◆ **Document section**

LOS ANGELES (CNS) — Los Angeles Councilman Mike Bonin announced Tuesday that starting next week, all people living along Ocean Front Walk in Venice will be offered services and a pathway to permanent housing.
"We're launching a major effort to confront the homelessness crisis at Venice Beach, address the safety needs of the housed and the unhoused, and fully reopen the park and beach for general public use. How? We're offering housing, not handcuffs," Bonin tweeted Tuesday morning.
Beginning Monday, St. Joseph Center outreach teams will offer housing, shelter and services to the approximately 200 people who live in boardwalk encampments, which have grown amid the COVID-19 pandemic. Those who do not accept housing will have to leave the area by a certain date, Bonin's office said, but it was not clear how that would be enforced.
Outcry about the homelessness crisis in the area has been a factor in a recall effort launched against Bonin last week.
"As most housed residents honored Stay at Home orders, places like beaches and parks became campgrounds for those who did not have homes," Bonin said in an email Tuesday to constituents. "As the pandemic has lifted, and the public's appetite to return to full use of recreational facilities re-emerged, the state and federal governments have made more housing resources available, giving us the necessary tools to help people move out of encampments."

◆ **Exercise A**
In the Venice Beach article, whose outreach teams will offer housing, shelter and services to the people living in the boardwalk encampments?
◆ **Exercise B**
For each statement below, answer yes or no according to the Venice Beach article, and quote the words that decide it.
(i) About 200 people live in the boardwalk encampments.
(ii) Bonin's office explained how people who decline housing would be made to leave.
(iii) The recall effort against Bonin was launched last month.
◆ **Exercise C**
Write a continuation of the Venice Beach article, starting after its final sentence.
The material that follows is not needed for any of this work.

◆ **Provided material**
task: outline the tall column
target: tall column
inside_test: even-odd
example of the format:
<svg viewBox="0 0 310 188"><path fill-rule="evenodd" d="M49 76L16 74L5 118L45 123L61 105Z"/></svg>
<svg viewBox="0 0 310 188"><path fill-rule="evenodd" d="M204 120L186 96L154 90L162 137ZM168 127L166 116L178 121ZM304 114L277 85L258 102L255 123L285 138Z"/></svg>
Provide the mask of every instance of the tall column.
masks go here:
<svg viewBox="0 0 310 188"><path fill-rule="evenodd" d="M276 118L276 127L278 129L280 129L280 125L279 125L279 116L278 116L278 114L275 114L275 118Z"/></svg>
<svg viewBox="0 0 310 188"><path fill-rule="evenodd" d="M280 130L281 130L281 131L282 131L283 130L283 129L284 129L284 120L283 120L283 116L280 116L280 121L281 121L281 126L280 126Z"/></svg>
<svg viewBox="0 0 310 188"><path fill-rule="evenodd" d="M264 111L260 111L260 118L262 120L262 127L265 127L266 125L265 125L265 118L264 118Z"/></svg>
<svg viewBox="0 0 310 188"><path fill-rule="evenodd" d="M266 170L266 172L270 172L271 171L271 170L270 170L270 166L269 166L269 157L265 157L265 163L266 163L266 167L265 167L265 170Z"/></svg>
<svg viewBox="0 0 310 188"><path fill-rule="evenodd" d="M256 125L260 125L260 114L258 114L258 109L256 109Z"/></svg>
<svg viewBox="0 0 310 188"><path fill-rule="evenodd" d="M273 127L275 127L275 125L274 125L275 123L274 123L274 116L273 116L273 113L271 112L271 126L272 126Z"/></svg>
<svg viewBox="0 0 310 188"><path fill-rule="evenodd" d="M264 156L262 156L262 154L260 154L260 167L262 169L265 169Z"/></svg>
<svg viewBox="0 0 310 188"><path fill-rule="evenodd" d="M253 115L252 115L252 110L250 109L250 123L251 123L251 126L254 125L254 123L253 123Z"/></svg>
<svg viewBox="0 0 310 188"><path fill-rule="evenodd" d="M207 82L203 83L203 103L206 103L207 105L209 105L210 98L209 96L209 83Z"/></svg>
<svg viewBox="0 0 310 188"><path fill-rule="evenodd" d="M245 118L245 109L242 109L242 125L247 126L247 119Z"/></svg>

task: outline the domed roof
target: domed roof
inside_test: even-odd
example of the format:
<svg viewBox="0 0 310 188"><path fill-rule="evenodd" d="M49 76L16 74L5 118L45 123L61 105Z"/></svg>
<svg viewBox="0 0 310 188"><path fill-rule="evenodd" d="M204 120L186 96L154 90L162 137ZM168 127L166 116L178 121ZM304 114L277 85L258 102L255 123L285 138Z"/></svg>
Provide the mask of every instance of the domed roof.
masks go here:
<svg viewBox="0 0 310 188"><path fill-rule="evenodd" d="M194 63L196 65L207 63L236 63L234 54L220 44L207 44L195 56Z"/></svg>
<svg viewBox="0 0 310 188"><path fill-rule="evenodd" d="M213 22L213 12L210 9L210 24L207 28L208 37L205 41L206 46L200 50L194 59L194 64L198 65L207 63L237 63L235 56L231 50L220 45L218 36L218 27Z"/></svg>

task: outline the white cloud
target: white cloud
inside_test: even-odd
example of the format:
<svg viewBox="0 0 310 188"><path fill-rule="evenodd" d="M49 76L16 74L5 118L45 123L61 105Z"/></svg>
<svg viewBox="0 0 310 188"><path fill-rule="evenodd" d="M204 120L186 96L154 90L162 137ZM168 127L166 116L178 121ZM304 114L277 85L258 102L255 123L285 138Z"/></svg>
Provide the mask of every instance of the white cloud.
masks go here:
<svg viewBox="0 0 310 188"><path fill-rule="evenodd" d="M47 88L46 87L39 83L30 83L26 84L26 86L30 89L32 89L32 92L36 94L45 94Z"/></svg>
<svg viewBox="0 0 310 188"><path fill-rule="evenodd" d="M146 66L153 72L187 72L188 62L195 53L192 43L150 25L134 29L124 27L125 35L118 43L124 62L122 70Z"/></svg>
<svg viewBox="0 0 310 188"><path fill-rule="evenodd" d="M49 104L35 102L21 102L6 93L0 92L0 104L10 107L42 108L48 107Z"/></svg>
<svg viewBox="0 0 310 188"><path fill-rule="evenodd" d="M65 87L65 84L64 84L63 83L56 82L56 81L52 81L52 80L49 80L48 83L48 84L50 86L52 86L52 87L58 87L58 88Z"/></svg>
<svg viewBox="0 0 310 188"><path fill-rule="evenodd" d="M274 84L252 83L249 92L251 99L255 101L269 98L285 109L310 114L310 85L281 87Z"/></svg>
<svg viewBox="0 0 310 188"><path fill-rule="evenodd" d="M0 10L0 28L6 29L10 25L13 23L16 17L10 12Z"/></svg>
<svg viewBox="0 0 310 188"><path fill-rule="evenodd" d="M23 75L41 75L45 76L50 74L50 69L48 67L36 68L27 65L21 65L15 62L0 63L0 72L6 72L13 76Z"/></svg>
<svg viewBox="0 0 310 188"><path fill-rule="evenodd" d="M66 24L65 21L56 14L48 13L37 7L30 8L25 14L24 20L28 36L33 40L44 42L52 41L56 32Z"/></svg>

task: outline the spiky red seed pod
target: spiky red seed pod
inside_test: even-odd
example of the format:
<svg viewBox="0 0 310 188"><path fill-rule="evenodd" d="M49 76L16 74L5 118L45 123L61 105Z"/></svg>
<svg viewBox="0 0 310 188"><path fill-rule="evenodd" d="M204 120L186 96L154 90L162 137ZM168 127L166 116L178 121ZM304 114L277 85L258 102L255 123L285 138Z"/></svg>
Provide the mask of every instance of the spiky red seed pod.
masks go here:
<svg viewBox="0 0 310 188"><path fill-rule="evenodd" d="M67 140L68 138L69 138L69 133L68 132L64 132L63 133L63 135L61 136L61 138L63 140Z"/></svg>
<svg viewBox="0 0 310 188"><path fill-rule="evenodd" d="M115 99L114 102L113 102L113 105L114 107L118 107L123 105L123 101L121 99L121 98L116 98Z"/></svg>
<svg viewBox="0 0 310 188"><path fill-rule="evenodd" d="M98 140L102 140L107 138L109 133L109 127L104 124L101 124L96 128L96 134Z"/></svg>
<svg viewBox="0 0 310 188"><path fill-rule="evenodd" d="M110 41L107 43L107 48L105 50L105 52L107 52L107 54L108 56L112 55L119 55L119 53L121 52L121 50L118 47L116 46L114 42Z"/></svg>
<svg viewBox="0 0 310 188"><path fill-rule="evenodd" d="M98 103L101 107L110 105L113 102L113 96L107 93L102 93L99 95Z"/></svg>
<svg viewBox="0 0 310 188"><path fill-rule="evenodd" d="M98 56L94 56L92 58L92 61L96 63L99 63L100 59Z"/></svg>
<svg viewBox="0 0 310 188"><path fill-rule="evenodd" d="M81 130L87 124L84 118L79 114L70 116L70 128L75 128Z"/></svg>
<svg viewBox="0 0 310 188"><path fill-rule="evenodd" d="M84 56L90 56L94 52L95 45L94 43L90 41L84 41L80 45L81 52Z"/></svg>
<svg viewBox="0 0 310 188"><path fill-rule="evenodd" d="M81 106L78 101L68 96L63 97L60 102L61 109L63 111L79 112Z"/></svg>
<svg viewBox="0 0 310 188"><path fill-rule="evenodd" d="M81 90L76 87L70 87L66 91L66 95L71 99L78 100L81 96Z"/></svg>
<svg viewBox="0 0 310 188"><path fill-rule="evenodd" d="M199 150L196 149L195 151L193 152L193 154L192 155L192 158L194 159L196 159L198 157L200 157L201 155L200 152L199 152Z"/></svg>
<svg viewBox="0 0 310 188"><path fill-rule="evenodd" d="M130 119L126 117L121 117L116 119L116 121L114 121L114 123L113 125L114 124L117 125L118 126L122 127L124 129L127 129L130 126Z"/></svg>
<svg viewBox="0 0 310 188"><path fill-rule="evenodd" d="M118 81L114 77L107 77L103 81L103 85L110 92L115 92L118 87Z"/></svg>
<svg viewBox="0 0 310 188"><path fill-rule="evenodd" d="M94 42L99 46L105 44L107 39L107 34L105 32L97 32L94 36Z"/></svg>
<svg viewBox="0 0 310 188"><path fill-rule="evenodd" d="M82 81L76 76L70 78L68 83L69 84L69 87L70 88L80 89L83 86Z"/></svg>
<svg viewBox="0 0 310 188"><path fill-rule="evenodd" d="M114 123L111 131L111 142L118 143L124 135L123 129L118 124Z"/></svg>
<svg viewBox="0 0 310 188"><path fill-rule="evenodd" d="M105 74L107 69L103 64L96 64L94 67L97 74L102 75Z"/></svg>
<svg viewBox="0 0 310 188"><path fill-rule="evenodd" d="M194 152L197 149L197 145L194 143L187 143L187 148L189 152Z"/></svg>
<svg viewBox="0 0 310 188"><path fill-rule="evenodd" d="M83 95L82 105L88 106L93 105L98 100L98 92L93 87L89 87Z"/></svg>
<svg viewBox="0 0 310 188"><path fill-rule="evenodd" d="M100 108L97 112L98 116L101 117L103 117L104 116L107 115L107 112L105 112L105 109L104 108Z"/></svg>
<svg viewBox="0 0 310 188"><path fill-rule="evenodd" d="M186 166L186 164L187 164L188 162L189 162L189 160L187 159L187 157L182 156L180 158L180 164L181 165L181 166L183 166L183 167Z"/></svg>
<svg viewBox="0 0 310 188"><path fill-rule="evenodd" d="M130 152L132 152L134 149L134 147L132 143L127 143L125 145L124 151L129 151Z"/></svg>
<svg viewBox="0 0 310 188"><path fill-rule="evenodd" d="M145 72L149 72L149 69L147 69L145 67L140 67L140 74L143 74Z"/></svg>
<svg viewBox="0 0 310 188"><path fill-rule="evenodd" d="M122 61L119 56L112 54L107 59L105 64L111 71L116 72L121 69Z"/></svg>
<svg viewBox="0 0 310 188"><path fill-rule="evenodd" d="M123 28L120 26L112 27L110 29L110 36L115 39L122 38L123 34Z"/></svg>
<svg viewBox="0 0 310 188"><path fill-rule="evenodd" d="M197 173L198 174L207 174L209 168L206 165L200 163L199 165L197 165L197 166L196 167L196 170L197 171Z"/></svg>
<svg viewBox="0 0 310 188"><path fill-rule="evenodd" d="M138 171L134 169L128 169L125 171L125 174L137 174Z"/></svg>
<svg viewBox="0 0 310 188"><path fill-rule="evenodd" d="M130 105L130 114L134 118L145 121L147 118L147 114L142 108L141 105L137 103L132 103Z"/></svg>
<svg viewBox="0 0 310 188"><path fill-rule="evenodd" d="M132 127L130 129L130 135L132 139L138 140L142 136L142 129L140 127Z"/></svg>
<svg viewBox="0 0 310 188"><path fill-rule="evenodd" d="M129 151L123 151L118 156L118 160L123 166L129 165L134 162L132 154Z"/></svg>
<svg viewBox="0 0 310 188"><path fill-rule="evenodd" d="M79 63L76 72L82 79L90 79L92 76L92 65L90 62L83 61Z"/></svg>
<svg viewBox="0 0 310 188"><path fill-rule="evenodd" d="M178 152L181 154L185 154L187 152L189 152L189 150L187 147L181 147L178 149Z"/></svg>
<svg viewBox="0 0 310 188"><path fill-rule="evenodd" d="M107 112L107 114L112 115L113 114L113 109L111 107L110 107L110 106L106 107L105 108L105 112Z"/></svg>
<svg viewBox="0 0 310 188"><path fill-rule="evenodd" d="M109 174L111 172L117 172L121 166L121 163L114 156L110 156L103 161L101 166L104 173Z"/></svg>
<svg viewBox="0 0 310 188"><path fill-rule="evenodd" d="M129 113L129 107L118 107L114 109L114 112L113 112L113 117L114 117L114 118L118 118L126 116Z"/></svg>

◆ **Output A**
St. Joseph Center

◆ **Output B**
(i) Yes: "the approximately 200 people who live in boardwalk encampments"
(ii) No: "it was not clear how that would be enforced"
(iii) No: "a recall effort launched against Bonin last week"

◆ **Output C**
The process to offer shelter to the boardwalk's unhoused residents will take about six weeks, and each week the outreach teams will focus on a different section of Ocean Front Walk, according to Bonin. During outreach for a particular zone, the unhoused residents will be given a choice of either accepting housing or moving out of that zone.
"It is a similar process to what we've used in the past, at the handball courts, for instance, or the Rose/Penmar encampment last year," Bonin's Chief of Staff Chad Molnar told City News Service. "The end goal is to lead with the resources, offer housing to every unhoused individual on the boardwalk and free up those spaces in the park for public use and enjoyment."
In his email, Bonin contrasted his approach to that taken by the Los Angeles County Sheriff's Department, which has sent deputies to Venice in an effort to clear the encampments.
"The 'Venice Beach Encampment to Home' program will not be led by law enforcement, nor driven by threats of arrest or incarceration. We will offer what works: housing, with counseling, or mental health services, substance abuse recovery services, and anything else needed to successfully transition people into housing," Bonin said.
Funding for the program will be considered by the City Council on Wednesday.
Bonin added that his office will build on an early phase of the initiative in which his office has assisted in sheltering dozens of people living on the boardwalk since late April in time to reopen the area's handball courts, volleyball area and skate park for public use.
Over the six-week period, as people are given housing and leave the encampments, the Bureau of Sanitation will clean the area. Bonin said in his email to constituents that his office — with assistance from Mayor Eric Garcetti, Councilman Mark Ridley-Thomas and county Supervisor Sheila Kuehl — identified permanent housing options including Project Homekey, shared housing and permanent housing vouchers.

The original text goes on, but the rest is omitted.